(Records from a data collection)
— BEGIN —
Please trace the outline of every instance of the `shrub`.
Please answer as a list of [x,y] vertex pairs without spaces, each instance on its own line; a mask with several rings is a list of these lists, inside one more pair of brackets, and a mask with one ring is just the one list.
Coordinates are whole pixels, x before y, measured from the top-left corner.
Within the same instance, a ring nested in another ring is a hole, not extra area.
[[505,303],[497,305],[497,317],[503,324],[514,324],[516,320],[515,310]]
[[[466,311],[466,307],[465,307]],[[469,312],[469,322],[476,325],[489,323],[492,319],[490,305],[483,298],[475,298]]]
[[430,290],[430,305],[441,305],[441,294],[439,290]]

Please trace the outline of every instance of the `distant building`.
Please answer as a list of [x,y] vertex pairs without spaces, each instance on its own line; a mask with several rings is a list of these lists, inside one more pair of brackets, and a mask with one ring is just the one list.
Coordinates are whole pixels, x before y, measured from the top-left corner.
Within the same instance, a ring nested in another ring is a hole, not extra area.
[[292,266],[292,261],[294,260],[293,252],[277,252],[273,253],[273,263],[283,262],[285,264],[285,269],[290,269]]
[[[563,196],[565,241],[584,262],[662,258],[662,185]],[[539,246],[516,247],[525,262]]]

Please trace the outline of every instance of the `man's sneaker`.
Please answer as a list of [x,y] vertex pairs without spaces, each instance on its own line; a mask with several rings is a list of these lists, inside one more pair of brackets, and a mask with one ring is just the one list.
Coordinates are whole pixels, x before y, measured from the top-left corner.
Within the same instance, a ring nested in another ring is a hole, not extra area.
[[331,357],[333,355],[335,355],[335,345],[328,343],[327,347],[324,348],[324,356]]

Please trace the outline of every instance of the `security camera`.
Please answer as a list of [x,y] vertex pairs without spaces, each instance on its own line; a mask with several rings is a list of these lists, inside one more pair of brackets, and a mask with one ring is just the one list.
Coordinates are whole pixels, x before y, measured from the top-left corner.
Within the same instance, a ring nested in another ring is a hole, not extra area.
— END —
— BEGIN —
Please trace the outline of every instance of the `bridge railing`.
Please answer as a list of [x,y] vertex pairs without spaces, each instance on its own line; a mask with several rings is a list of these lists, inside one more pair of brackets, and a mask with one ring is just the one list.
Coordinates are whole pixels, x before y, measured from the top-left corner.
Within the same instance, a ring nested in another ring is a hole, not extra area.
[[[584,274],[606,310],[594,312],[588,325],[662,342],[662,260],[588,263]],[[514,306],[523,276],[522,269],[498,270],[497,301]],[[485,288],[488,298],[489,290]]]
— END —
— BEGIN —
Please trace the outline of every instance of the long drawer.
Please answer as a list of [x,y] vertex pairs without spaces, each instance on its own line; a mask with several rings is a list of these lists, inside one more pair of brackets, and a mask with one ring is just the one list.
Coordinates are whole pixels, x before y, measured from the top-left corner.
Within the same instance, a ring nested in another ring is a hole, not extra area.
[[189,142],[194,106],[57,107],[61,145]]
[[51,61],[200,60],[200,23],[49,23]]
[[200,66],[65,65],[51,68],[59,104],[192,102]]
— END —
Your task >>
Could you arrange the lines that begin at the one containing "Please trace the outline of every instance of the long" and stop after the one containing "[[200,66],[65,65],[51,68],[59,104],[192,102]]" as a two-column CSV with the columns request and answer? Give one row per request, put each text in a single quoted field, and turn line breaks into spaces.

Completed task >>
request,answer
"Please trace the outline of every instance of the long drawer. Please answer as a list of [x,y] vertex pairs without spaces, each instance on its own line; a mask with several rings is a list of these lists, inside one more pair of brackets, and a mask with one ring is just the one list. Coordinates are whole pixels, x before y, measured from the top-left corner. Within the same instance, a ring nested in another ring is a hole, not extra area.","[[189,142],[194,106],[57,107],[61,145]] [[51,61],[200,60],[200,23],[49,23]] [[200,66],[65,65],[51,68],[59,104],[192,102]]"